Special to SVLfreenews.com

RALEIGH -- North Carolina’s juvenile crime rate fell to its lowest point – 16.18 complaints per every 1,000 kids – since the state began recording juvenile crime data, according to the latest report from the Department of Public Safety’s Juvenile Justice section.

“As attorney general and now as governor, I’ve seen firsthand the work of law enforcement and Juvenile Justice officials to reduce juvenile crime and promote safer communities. We will continue to work to identify at-risk young people, increase opportunity across our state and build a safer North Carolina,” Gov. Roy Cooper said on Tuesday.

Data presented in the Juvenile Justice Section’s 2018 Annual Report shows the following trends in the state’s juvenile justice system from 2010-2018:
• The juvenile crime rate has fallen by 41%, from 27.55 complaints per every 1,000 kids to 16.18 complaints per every 1,000 kids in 2018.
• The annual number of school-based complaints has dropped 35%, though the percentage of school-based complaints versus non-school-based complaints has held steady, at 44%
• The number of children admitted to juvenile detention centers has decreased by 62%; and
• The number of children committed to youth development centers has gone down by 46%.

■ SOURCE MATERIAL
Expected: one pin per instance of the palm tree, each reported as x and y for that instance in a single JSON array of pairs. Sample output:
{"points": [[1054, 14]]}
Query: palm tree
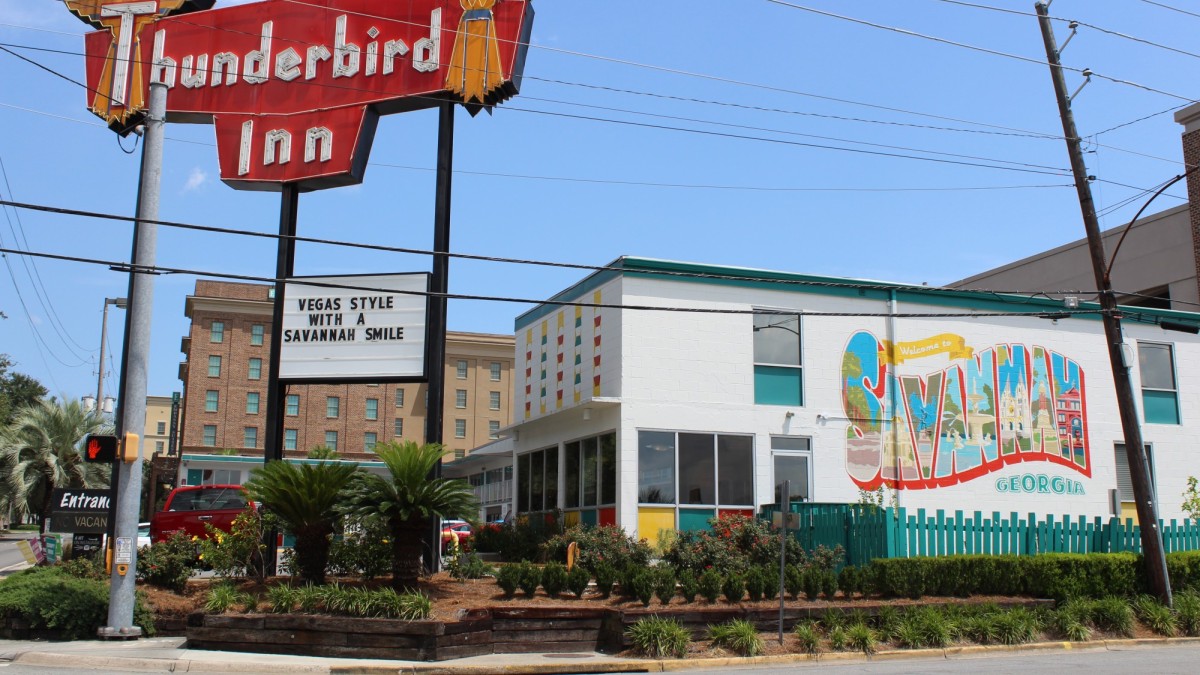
{"points": [[305, 499], [407, 499], [40, 452]]}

■ WORK TO COMPLETE
1. Return the passage of the juvenile crime article from "Special to SVLfreenews.com" to "said on Tuesday.", word for word.
2. Answer these questions from the juvenile crime article:
(a) What was North Carolina's juvenile crime rate in 2018, in complaints per every 1,000 kids?
(b) Who spoke on Tuesday about the work of law enforcement and Juvenile Justice officials?
(c) By what percentage did the number of children admitted to juvenile detention centers decrease from 2010 to 2018?

■ THE RESULTS
1.
Special to SVLfreenews.com

RALEIGH -- North Carolina’s juvenile crime rate fell to its lowest point – 16.18 complaints per every 1,000 kids – since the state began recording juvenile crime data, according to the latest report from the Department of Public Safety’s Juvenile Justice section.

“As attorney general and now as governor, I’ve seen firsthand the work of law enforcement and Juvenile Justice officials to reduce juvenile crime and promote safer communities. We will continue to work to identify at-risk young people, increase opportunity across our state and build a safer North Carolina,” Gov. Roy Cooper said on Tuesday.

2.
(a) 16.18 complaints per every 1,000 kids
(b) Gov. Roy Cooper
(c) 62%